DIRECTIONS |
Present the records from the line with "Task: tag the orange pom-pom" up to and including the line with "x=288, y=64" as a Markdown table with the columns No. and Record line, numbering each row and leaving out blank lines.

ENTRIES SUPPLIED |

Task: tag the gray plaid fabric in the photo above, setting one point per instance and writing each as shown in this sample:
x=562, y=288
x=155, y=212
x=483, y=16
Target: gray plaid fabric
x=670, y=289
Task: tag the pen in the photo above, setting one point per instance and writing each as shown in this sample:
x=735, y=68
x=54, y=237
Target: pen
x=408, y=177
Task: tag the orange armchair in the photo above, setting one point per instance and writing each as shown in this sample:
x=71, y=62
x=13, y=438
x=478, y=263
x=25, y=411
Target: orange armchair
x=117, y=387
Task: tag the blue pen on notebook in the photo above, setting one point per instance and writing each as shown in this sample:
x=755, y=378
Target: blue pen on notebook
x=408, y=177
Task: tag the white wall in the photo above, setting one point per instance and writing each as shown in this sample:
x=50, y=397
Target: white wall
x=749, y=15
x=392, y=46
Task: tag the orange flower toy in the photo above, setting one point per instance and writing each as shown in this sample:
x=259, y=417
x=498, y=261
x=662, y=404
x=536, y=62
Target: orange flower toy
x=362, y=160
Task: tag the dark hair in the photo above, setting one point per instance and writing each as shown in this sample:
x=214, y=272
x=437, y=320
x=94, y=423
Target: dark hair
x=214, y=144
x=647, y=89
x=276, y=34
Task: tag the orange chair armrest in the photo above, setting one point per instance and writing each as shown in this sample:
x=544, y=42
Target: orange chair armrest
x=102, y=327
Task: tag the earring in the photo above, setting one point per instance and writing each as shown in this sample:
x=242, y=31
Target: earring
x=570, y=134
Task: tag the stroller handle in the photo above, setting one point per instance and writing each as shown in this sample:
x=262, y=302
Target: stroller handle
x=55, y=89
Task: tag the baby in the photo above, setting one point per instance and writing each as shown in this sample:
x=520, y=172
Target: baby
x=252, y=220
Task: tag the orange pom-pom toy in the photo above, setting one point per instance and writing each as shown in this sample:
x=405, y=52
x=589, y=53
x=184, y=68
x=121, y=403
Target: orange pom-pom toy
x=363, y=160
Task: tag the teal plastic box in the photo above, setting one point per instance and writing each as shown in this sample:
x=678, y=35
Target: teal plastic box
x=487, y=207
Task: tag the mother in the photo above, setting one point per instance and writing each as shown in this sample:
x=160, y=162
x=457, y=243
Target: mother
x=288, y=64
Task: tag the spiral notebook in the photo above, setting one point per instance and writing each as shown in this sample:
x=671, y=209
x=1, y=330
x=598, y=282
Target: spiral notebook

ANSWER FOR THIS EXERCISE |
| No. | Record line |
|---|---|
| 1 | Task: tag the orange pom-pom toy in the photo above, setting one point per instance and writing each as shown in this sample: |
| 2 | x=405, y=52 |
| 3 | x=589, y=53 |
| 4 | x=184, y=68 |
| 5 | x=121, y=403 |
| 6 | Target: orange pom-pom toy |
| 7 | x=363, y=160 |
| 8 | Task: tag the teal plastic box in the photo above, setting one point per instance and writing each as shown in this sample: |
| 9 | x=678, y=35 |
| 10 | Target: teal plastic box |
| 11 | x=487, y=207 |
| 12 | Task: tag the mother in the photo above, setting one point per instance and writing each as shown in this sample: |
| 13 | x=160, y=162 |
| 14 | x=457, y=243 |
| 15 | Target: mother |
| 16 | x=288, y=64 |